Extrait du texte =>
En apparence, elle serait donc une victime de plus de la fatalité, dans un de ces établissements où les personnels se dévouent corps et âme avec peu de moyens, pour rendre la fin de vie la moins pénible possible. Mais cette vision angélique est mise en cause par la petite fille d’Hermine, Olivia Mokiejewski. Elle se demande si l’établissement n’a pas fait prendre des risques à sa grand-mère, avant de minimiser la gravité de la situation.
Le jeune fils de la directrice séjourne à l’Ehpad
Hermine était arrivée en décembre 2015, dans cet Ehpad racheté par le groupe Korian il y a huit ans. Lorsqu’éclate la crise du Covid-19, dans un premier temps, on constate que pas, ou peu, d’encadrants portent des masques, comme c’est le cas dans beaucoup d’autres établissements. Mais à cela s’ajoutent des soupçons de négligences. Ainsi, le mercredi 18 mars, alors que les visites sont interdites et que le confinement est de rigueur, la directrice de l’établissement autorise son fils de treize ans à venir séjourner dans l’Ehpad. Des familles s’en émeuvent. N’a-t-on pas fermé les écoles en expliquant que les enfants peuvent être un vecteur de contamination ?

Mise en pratique =>
**1.** Reproduisez le passage de l'extrait sur l'Ehpad compris entre « En apparence, elle » et « de la situation. », bornes incluses.
**2.** Répondez aux questions suivantes à partir de l'extrait sur l'Ehpad :
(a) À quelle date Hermine est-elle arrivée dans l'Ehpad ?
(b) Quel âge a le fils de la directrice ?
(c) Qui met en cause la vision angélique de l'établissement ?
**3.** Résumez l'extrait sur l'Ehpad en deux phrases.

Données enregistrées =>
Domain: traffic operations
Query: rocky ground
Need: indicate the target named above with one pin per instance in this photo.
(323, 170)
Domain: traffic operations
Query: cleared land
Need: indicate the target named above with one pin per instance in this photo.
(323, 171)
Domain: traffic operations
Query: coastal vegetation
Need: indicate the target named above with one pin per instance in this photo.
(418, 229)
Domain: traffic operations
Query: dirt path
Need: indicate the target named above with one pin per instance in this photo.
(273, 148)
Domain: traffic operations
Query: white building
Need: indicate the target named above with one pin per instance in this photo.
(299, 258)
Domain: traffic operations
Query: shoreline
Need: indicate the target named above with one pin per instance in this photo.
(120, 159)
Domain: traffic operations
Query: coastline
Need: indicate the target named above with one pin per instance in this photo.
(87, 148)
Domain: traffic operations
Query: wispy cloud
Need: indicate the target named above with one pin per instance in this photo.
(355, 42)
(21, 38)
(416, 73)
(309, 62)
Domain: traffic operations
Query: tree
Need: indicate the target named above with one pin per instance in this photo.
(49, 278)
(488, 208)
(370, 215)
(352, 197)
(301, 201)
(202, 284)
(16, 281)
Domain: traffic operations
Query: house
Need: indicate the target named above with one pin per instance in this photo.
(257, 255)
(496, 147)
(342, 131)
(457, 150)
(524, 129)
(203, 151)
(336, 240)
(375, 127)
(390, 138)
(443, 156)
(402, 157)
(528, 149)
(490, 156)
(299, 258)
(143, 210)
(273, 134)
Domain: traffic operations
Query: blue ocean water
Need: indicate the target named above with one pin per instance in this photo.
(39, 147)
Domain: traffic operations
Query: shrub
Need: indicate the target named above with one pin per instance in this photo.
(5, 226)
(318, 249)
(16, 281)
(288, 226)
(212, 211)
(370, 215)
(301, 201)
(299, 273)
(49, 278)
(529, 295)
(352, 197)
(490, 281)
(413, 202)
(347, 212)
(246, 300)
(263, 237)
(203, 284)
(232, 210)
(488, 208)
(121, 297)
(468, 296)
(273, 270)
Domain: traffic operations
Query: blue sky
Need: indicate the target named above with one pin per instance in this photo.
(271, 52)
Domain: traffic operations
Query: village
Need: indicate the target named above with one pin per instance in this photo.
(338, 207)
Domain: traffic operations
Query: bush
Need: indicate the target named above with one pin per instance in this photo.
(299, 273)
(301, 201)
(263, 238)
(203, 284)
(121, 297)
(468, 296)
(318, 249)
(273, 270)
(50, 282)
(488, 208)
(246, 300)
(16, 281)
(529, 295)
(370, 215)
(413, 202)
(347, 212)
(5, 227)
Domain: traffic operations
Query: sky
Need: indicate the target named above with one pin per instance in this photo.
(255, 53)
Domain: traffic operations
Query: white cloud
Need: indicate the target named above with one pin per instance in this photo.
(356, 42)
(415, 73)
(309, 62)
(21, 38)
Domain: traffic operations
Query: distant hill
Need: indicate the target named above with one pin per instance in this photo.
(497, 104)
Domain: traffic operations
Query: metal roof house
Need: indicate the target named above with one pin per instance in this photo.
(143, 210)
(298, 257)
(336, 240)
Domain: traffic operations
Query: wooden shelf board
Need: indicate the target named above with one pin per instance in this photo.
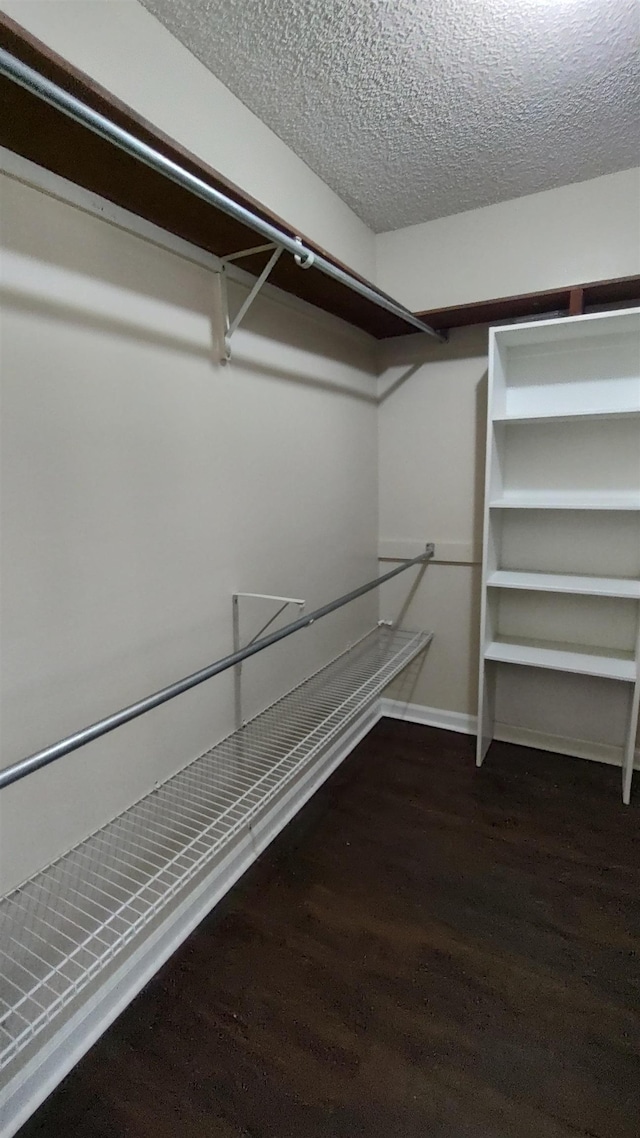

Corrigés détaillés =>
**1.**
En apparence, elle serait donc une victime de plus de la fatalité, dans un de ces établissements où les personnels se dévouent corps et âme avec peu de moyens, pour rendre la fin de vie la moins pénible possible. Mais cette vision angélique est mise en cause par la petite fille d’Hermine, Olivia Mokiejewski. Elle se demande si l’établissement n’a pas fait prendre des risques à sa grand-mère, avant de minimiser la gravité de la situation.

**2.**
(a) En décembre 2015.
(b) Treize ans.
(c) Olivia Mokiejewski, la petite-fille d'Hermine.

**3.** Olivia Mokiejewski, petite-fille d'Hermine, se demande si l'Ehpad racheté par le groupe Korian n'a pas fait prendre des risques à sa grand-mère avant de minimiser la gravité de la situation. Au début de la crise du Covid-19, peu d'encadrants portaient des masques, et des soupçons de négligence s'y ajoutent : le 18 mars, en plein confinement et alors que les visites étaient interdites, la directrice a autorisé son fils de treize ans à séjourner dans l'établissement.